Top of Records for the task

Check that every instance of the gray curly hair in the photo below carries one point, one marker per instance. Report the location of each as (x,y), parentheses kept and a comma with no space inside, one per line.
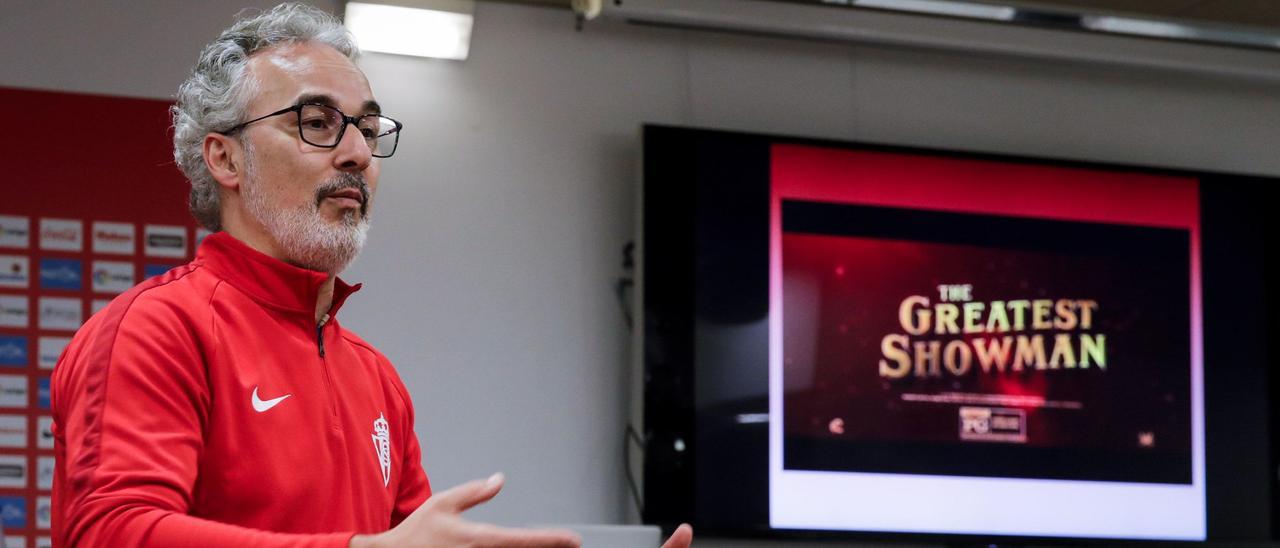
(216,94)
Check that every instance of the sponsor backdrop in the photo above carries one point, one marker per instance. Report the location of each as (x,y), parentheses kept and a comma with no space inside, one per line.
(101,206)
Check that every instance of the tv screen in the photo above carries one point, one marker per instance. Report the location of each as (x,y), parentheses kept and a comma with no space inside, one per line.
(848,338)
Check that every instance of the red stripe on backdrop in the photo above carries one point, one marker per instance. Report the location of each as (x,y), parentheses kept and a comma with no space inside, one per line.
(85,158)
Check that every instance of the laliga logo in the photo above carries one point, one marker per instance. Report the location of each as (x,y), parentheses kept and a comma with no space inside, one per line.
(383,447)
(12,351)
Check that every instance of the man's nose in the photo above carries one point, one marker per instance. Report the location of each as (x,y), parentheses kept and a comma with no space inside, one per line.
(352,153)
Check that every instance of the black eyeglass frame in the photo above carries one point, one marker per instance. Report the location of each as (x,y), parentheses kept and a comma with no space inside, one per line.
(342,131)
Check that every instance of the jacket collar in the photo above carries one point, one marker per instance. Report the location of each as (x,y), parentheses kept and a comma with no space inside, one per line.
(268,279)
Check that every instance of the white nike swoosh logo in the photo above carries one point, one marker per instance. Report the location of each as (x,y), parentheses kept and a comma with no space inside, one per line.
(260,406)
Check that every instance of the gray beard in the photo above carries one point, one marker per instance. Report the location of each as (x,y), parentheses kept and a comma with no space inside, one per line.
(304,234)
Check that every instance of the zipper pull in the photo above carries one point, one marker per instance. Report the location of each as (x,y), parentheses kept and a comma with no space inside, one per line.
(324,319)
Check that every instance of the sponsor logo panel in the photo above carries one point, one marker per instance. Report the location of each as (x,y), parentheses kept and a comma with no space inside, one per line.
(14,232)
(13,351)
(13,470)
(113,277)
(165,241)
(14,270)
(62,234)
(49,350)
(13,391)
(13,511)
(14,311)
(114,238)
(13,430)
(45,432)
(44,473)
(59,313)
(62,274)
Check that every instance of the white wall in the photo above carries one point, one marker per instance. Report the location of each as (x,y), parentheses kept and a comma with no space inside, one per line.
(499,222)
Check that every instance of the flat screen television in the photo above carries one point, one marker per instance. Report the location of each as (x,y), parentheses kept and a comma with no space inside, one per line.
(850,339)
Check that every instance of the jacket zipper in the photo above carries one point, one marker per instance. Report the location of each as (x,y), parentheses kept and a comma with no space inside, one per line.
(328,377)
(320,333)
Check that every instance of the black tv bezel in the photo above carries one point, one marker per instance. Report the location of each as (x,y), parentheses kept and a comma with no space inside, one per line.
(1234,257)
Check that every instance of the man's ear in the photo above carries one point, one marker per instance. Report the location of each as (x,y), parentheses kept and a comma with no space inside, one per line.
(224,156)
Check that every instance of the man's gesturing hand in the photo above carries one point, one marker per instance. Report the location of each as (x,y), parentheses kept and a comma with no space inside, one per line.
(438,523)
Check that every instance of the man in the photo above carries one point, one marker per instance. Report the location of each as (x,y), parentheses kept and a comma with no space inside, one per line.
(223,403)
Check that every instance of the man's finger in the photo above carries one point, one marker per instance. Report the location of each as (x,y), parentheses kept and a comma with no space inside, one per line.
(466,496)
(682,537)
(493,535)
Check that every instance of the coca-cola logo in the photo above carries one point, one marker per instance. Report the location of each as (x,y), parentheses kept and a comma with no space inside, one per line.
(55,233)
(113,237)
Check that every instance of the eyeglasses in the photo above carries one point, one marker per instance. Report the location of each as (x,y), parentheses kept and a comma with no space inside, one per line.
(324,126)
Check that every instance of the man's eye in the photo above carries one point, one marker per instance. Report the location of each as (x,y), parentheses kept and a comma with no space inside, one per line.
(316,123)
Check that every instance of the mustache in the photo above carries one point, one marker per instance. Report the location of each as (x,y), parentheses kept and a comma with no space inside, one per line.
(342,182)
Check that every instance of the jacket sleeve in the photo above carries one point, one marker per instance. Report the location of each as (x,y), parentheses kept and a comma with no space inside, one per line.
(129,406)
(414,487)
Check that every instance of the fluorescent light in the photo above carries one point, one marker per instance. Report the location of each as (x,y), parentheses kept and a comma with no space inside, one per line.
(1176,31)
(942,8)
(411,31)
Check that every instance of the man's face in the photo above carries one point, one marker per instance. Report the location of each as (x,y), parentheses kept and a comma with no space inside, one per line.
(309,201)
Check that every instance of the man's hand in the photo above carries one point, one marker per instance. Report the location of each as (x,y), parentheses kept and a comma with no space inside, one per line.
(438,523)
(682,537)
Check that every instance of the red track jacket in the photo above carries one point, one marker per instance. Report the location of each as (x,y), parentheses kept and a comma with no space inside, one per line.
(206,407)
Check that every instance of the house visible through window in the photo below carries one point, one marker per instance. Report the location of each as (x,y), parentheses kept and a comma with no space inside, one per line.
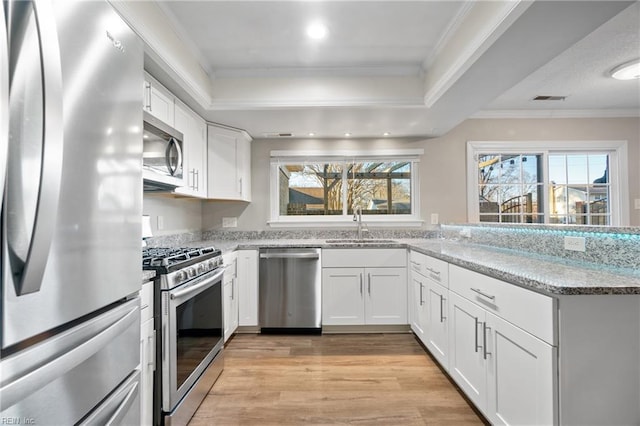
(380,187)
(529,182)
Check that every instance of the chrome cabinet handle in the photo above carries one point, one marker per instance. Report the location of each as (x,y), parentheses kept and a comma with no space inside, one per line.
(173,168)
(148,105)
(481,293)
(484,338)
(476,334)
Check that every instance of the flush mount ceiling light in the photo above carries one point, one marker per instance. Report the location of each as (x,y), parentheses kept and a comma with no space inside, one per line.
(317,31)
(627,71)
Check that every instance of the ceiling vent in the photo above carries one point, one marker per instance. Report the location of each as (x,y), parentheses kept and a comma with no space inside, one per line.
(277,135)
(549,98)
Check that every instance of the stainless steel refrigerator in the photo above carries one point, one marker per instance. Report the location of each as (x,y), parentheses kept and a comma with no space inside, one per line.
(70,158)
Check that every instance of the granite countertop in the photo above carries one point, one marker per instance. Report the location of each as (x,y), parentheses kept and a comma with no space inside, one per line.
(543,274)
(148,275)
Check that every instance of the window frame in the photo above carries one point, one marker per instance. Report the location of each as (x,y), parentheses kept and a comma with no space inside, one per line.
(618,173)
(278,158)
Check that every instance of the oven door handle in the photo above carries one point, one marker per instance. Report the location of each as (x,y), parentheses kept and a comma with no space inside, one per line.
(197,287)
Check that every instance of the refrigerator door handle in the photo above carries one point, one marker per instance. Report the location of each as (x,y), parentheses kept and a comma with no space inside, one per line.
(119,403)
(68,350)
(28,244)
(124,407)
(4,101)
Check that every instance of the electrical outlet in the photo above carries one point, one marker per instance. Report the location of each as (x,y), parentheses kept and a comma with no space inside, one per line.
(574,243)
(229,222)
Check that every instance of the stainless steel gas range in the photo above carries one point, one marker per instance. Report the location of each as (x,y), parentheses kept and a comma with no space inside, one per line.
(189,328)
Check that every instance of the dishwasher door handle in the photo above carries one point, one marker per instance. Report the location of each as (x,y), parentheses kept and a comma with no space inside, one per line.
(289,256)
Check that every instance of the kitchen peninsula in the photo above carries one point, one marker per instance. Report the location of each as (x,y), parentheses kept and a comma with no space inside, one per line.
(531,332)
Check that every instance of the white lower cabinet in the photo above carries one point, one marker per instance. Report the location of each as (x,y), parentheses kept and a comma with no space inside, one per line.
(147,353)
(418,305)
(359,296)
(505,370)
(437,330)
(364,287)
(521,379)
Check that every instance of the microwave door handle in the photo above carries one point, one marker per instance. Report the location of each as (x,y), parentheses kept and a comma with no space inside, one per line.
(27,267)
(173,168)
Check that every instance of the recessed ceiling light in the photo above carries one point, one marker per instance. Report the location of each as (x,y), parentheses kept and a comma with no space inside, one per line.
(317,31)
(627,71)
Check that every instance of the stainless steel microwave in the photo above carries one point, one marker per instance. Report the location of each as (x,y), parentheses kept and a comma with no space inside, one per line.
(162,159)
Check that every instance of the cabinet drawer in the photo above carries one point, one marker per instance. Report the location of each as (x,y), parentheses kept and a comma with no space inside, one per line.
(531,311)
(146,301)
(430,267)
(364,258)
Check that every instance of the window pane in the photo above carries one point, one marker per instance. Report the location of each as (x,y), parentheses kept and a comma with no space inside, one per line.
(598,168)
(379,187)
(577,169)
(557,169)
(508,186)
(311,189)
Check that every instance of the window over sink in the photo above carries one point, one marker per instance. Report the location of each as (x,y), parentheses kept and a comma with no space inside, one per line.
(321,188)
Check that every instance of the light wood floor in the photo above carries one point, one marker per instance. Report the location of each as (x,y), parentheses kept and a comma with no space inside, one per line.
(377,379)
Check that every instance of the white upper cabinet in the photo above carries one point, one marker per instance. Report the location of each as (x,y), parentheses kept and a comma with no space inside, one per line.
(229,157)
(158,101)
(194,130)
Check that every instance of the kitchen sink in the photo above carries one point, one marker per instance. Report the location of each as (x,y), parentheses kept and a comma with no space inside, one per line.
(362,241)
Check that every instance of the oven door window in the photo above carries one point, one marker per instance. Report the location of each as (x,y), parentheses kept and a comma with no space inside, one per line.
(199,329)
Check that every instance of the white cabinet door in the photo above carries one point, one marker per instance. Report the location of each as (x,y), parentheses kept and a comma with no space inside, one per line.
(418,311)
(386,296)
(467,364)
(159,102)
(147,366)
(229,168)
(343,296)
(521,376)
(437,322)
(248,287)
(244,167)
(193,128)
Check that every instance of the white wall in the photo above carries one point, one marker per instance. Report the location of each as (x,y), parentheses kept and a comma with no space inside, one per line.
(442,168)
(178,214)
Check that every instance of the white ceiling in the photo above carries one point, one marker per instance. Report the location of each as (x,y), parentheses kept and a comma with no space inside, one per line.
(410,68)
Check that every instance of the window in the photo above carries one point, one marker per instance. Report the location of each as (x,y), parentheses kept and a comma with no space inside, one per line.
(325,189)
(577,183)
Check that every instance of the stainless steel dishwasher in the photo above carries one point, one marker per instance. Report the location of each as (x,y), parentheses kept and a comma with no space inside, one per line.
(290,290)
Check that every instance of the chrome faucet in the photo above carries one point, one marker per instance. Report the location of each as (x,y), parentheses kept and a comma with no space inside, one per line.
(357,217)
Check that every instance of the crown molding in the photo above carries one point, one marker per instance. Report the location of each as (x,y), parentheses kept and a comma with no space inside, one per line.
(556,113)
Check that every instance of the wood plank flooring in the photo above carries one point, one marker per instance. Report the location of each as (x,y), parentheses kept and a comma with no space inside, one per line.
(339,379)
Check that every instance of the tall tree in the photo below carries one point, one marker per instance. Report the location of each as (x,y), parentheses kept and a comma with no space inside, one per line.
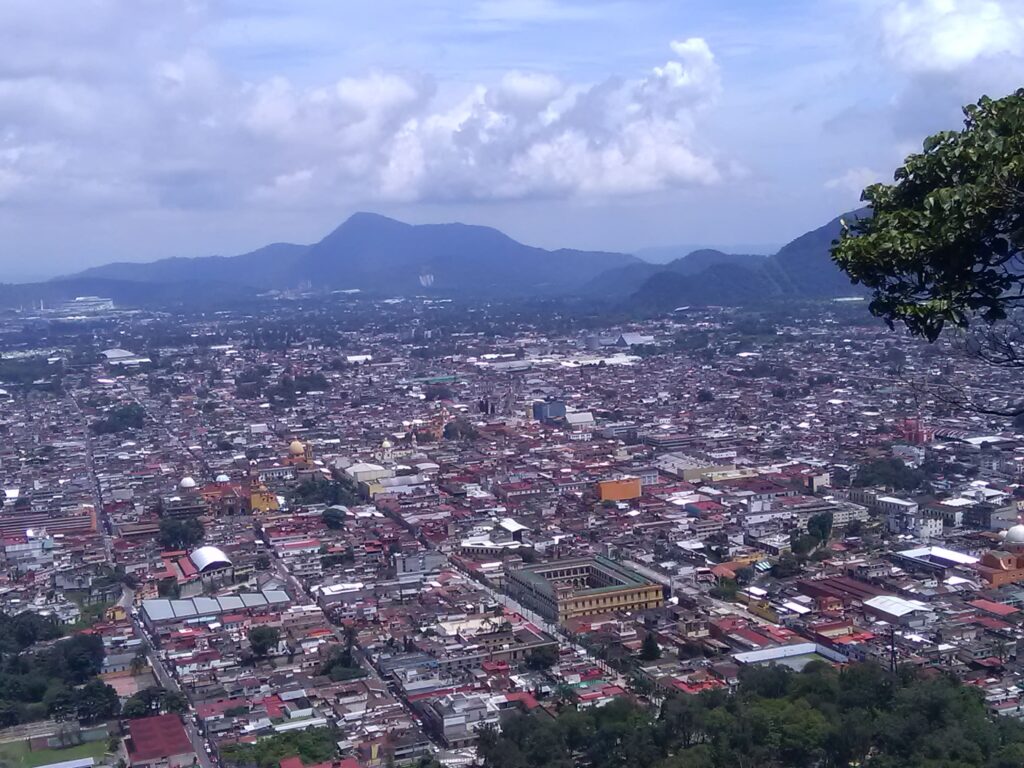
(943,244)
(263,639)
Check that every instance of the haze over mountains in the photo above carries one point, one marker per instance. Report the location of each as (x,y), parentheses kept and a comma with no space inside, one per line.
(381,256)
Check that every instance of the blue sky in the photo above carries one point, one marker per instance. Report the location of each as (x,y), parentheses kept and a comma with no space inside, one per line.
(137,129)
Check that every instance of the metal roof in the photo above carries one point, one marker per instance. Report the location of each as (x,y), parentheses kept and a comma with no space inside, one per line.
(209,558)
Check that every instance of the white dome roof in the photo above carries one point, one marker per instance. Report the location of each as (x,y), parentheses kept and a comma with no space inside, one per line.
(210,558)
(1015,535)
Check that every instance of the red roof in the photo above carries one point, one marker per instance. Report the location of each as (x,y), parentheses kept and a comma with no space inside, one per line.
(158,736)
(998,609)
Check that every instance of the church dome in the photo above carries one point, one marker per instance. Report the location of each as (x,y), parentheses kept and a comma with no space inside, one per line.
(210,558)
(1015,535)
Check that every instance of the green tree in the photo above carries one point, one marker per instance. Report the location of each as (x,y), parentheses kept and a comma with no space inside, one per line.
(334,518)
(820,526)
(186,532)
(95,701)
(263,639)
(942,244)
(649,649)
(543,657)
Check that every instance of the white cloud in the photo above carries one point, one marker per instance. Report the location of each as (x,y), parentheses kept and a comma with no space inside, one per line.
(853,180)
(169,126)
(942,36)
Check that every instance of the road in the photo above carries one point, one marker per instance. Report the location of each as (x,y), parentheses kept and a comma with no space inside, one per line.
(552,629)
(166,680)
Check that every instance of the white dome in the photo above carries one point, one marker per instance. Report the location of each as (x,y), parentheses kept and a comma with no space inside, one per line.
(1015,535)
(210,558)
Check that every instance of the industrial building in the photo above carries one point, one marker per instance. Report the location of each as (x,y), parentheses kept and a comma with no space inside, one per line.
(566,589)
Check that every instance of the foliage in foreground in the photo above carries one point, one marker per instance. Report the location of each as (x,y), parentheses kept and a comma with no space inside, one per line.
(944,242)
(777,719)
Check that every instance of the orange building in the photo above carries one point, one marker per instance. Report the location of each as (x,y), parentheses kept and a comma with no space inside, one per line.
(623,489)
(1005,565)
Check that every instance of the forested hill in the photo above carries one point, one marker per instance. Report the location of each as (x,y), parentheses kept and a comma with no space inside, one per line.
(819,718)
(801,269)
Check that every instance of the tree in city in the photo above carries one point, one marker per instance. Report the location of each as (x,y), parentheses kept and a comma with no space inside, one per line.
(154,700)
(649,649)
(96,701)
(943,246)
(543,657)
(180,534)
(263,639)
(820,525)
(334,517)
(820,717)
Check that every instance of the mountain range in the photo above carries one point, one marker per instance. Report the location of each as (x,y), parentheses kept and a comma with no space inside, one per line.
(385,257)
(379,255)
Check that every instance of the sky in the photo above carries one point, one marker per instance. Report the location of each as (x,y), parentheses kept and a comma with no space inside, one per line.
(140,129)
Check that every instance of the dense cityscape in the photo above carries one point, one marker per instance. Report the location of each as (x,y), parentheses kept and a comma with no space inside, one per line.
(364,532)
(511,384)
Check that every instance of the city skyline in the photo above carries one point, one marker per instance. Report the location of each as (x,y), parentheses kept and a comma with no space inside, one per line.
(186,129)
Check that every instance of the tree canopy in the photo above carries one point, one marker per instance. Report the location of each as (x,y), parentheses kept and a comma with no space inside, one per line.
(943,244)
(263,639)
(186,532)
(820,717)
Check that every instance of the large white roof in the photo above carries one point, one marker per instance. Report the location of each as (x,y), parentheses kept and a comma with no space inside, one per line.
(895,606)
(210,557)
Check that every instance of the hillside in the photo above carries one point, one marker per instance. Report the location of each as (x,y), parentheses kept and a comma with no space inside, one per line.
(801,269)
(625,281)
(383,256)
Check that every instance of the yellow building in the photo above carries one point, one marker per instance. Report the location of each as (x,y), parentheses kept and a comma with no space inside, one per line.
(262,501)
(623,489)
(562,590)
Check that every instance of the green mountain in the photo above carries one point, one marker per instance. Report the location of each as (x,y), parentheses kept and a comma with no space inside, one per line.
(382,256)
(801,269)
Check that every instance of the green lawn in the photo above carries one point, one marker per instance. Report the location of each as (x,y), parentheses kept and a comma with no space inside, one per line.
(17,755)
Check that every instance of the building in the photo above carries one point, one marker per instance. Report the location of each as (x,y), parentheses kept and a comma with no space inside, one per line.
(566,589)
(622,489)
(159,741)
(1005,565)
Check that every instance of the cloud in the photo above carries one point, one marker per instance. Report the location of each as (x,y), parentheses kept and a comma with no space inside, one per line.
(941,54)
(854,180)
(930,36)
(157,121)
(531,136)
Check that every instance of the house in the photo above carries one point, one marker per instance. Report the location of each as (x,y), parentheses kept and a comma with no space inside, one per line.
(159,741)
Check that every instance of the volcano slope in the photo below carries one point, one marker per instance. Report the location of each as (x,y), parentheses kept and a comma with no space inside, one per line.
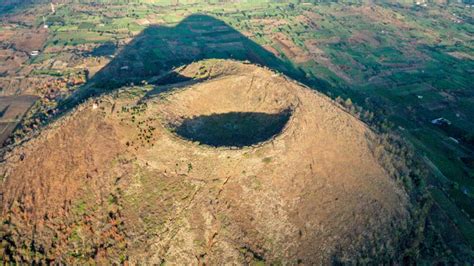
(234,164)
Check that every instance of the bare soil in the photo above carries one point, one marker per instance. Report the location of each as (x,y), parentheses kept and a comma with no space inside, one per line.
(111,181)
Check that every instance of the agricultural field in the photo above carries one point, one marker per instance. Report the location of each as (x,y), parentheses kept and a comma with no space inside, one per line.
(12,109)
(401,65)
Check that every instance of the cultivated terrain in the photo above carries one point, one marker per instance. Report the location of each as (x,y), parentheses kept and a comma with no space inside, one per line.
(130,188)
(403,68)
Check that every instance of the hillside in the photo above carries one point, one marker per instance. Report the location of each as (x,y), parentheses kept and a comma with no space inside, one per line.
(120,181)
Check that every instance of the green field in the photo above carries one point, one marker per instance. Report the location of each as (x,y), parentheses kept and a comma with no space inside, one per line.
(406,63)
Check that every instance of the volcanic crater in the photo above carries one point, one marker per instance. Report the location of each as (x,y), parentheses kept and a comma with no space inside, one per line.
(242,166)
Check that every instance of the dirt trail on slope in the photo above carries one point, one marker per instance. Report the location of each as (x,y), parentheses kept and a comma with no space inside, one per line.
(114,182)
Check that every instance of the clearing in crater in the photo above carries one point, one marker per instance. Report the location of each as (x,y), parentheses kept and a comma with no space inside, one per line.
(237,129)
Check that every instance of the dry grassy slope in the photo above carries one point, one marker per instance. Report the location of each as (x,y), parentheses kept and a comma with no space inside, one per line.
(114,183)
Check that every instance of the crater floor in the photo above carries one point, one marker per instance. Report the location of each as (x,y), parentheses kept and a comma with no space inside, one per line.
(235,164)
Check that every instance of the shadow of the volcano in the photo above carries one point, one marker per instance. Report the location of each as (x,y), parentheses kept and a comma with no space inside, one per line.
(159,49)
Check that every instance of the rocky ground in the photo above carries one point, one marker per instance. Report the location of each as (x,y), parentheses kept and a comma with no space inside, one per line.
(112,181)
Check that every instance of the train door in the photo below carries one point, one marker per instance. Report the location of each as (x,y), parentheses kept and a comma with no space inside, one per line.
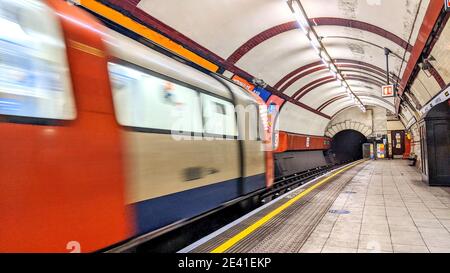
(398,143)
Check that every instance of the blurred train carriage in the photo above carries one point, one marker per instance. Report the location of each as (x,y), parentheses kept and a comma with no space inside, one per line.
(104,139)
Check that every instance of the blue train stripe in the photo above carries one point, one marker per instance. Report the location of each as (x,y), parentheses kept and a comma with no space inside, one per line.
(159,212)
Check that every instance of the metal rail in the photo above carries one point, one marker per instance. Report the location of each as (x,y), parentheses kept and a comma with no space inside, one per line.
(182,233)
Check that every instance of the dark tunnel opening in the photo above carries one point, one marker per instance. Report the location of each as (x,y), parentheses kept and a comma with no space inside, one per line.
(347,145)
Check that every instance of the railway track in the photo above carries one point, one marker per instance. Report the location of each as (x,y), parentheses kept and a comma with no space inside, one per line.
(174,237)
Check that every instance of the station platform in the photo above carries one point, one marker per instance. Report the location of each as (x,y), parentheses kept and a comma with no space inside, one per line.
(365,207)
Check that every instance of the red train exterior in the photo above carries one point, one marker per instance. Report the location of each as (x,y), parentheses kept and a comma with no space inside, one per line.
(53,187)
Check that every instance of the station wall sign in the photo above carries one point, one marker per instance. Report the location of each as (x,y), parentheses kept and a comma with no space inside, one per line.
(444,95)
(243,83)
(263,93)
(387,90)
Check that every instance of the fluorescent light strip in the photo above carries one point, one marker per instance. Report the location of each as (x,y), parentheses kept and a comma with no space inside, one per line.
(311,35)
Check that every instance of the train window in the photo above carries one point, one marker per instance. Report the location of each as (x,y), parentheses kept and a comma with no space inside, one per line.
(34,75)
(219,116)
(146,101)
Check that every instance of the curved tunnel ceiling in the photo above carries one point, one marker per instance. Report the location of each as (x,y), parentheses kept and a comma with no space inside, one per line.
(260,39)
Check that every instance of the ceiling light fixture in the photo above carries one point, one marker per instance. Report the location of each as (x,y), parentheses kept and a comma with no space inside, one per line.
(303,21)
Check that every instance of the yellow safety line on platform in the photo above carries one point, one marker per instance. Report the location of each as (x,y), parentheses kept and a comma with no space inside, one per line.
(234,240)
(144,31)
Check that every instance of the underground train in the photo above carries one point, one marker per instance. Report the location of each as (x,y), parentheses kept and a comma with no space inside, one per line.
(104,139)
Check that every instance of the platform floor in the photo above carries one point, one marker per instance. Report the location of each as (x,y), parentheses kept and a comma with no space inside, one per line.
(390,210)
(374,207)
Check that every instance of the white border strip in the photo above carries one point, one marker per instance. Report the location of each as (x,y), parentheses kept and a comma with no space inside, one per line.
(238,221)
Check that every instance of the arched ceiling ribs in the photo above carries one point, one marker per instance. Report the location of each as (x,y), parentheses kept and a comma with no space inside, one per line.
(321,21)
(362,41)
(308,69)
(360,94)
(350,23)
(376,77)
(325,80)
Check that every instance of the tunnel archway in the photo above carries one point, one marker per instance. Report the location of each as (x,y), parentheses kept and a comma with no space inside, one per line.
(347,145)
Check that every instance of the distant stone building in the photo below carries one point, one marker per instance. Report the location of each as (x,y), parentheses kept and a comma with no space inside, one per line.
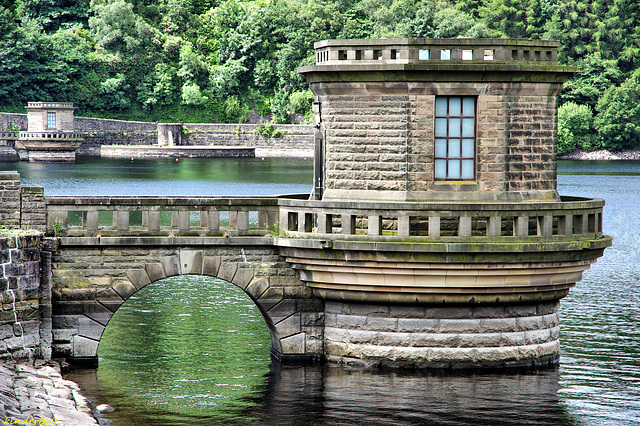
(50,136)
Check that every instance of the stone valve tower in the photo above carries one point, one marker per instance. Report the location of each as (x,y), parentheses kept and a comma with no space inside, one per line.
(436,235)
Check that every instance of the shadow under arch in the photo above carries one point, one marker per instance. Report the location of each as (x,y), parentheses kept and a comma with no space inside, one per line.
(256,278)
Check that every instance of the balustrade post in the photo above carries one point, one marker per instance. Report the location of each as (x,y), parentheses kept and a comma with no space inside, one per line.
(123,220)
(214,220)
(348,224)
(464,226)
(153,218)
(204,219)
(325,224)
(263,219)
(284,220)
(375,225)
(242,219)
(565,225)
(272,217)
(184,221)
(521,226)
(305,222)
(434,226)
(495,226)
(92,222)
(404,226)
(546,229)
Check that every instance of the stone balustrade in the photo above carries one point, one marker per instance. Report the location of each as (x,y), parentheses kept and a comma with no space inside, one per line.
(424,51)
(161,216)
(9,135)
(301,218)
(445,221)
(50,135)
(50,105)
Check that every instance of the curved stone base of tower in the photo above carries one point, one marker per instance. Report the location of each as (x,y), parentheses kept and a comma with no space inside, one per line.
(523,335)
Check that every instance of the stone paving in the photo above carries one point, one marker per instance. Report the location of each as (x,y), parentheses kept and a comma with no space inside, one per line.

Bottom of Records for the task

● **Task goal**:
Emit only the final stretch of the records: the line containing "Check that every instance of the balustrade" through the end, each line exactly as it stands.

● **Response box**:
Check that every instance of the balustrade post in the photo above carries one point, one marker per instance. Report the location of each as (x,y), parentheses kept and a comma with no space inside, one per line.
(123,220)
(214,220)
(348,224)
(464,226)
(153,218)
(204,219)
(325,224)
(263,219)
(284,220)
(375,225)
(242,219)
(565,225)
(272,217)
(184,221)
(521,226)
(305,222)
(434,226)
(495,226)
(92,222)
(404,226)
(546,229)
Check that every instance of the stone balustrade in the photo above carries one point, one marker per instance. Report the location of each as (x,y), parentheses kept and a comma with no space inside, one per line.
(424,51)
(161,216)
(9,135)
(301,218)
(445,221)
(50,135)
(50,105)
Check that every instance of the curved stone base of tower in the photo above carries one point, one marker per instance. Report the location of each as (x,y), parentheses kept and a comma with no space inside, one per line.
(523,335)
Check that every instance of the stone paving in the photo above carries one point, one marker per instance. Report the location of each as (x,y), parentheses kept and a comma with no space inside, one per line.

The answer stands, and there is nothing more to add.